• 待答问题:
**A.** 请判断下列说法是否与 hdu2833 题解一致：(i) 代码声明的语言为 C++11；(ii) 题解认为，两条路径都经过的任意两点之间走的不一定是最短路；(iii) 代码中把 long long 定义为 ll。逐条回答“是”或“否”，并原样引用题解中起决定作用的文字。
**B.** 在 hdu2833 题解的代码中，宏 MEM(a,b) 被定义为什么？
**C.** hdu2833 题解认为想到哪一点后这道题就迎刃而解？请结合题解的说法作答。

• 文本摘录:
************

DP WuKong hdu2833
挺好的一道题
想到对于任意两点(可相同),如果两路径都经过那么一定是走同样的两点之间的最短路
这道题就迎刃而解啦
代码如下:
/* ^^ ====== ^^
ID: meixiuxiu
PROG: test
LANG: C++11
*/
#include <cstdio>
#include <cstdlib>
#include <iostream>
#include <algorithm>
#include <cstring>
#include <climits>
#include <string>
#include <vector>
#include <cmath>
#include <stack>
#include <queue>
#include <set>
#include <map>
#include <sstream>
#include <cctype>
using namespace std;
typedef long long ll;
typedef unsigned long long ull;
typedef pair<int ,int> pii;
#define MEM(a,b) memset(a,b,sizeof a)

************

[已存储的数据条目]

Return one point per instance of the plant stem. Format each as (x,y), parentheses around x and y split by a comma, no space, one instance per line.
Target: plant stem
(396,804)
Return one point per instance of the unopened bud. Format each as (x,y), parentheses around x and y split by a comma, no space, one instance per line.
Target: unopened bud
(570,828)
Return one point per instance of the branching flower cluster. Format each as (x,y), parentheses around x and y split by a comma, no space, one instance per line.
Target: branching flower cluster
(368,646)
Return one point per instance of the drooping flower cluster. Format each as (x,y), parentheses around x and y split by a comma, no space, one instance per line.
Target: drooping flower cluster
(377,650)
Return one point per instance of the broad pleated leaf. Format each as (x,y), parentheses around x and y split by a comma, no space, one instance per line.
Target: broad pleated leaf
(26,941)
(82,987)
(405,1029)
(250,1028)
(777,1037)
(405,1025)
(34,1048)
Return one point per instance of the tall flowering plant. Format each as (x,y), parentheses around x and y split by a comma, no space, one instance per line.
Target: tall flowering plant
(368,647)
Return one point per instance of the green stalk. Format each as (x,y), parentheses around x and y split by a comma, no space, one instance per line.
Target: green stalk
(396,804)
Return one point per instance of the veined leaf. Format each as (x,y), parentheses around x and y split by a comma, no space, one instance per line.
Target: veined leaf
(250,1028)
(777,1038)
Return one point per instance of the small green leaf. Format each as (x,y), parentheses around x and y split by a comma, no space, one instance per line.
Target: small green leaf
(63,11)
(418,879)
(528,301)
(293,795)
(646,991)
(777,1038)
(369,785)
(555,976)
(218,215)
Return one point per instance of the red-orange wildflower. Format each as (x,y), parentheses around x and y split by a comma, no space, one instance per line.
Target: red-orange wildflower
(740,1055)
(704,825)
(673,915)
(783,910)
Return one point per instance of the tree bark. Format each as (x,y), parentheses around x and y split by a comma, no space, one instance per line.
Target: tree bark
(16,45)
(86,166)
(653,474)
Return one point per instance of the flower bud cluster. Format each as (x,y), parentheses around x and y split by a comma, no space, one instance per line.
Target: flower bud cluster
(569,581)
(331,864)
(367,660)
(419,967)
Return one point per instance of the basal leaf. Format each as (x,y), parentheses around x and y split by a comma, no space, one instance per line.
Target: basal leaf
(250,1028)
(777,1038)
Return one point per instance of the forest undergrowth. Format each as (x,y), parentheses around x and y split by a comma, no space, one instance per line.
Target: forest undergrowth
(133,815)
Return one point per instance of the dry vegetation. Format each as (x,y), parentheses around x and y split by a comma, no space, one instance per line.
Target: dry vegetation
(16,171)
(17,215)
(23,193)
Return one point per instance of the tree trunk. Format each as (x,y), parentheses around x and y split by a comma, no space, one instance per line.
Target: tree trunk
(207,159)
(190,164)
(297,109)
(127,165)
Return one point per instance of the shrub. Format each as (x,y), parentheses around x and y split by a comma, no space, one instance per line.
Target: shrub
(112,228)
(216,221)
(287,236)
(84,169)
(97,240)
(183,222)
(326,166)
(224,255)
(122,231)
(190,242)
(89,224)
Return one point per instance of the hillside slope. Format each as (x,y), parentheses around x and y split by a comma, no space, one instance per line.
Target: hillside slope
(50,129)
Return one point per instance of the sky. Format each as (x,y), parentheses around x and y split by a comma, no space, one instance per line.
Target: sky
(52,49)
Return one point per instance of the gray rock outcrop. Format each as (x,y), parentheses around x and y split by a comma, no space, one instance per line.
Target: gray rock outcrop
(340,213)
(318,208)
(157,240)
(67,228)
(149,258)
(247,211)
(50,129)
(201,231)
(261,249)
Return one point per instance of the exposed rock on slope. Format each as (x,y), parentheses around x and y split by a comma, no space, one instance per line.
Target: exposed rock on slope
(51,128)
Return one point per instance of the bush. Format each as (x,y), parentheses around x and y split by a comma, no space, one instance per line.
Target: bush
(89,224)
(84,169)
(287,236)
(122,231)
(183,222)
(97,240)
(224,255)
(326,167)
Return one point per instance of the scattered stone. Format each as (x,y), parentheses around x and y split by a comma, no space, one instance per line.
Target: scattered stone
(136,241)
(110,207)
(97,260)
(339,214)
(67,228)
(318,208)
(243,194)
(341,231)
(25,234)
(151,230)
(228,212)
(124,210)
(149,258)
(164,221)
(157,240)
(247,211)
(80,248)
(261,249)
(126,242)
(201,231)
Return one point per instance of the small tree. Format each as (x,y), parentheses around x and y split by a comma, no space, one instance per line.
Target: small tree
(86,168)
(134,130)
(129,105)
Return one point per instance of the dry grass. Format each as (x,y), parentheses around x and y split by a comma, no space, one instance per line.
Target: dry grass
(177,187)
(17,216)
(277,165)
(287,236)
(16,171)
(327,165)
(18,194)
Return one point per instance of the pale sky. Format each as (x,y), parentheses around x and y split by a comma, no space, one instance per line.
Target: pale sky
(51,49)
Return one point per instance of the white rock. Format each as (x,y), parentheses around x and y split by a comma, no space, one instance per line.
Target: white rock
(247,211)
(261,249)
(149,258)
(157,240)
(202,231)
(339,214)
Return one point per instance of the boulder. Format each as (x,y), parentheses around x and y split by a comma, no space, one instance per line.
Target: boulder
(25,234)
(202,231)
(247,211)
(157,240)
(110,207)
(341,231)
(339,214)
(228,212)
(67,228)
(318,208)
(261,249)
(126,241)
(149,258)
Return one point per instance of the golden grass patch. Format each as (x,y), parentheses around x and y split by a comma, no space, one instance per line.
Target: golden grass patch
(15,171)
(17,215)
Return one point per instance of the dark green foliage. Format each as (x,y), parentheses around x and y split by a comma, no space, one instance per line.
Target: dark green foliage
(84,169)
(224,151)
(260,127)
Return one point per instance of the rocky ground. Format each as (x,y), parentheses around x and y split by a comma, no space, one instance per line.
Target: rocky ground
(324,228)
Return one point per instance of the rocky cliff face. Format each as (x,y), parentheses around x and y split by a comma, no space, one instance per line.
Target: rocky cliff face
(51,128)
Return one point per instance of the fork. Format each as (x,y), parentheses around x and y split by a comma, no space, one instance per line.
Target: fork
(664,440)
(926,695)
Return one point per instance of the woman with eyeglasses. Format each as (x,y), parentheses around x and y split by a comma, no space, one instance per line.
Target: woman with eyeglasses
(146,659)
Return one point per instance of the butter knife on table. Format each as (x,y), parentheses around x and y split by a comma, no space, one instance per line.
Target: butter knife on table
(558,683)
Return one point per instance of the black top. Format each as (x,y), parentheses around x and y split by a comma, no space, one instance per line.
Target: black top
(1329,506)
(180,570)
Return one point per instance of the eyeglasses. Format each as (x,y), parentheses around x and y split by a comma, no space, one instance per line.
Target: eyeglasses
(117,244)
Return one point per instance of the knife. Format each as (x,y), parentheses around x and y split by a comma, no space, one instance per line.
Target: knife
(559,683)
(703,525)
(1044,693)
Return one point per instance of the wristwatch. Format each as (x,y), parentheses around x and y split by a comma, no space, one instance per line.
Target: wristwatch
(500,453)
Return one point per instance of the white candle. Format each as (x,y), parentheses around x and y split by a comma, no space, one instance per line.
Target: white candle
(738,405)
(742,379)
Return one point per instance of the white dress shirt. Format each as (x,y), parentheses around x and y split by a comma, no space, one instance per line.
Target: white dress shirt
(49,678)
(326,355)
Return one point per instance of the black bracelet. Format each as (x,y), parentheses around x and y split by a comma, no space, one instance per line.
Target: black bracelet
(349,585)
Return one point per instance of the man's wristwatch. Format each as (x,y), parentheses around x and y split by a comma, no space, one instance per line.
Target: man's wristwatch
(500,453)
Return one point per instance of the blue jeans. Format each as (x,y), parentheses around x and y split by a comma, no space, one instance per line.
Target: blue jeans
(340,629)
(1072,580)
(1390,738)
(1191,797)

************

• 参考答案:
**A.**
(i) 是。依据为“LANG: C++11”。
(ii) 否。依据为“如果两路径都经过那么一定是走同样的两点之间的最短路”。
(iii) 是。依据为“typedef long long ll;”。

**B.** MEM(a,b) 被定义为 memset(a,b,sizeof a)。

**C.** 关键在于意识到：对于任意两点（两点可以相同），只要两条路径都经过它们，两条路径在这两点之间走的一定是同一条最短路。题解认为，想到这一点后，这道题就迎刃而解。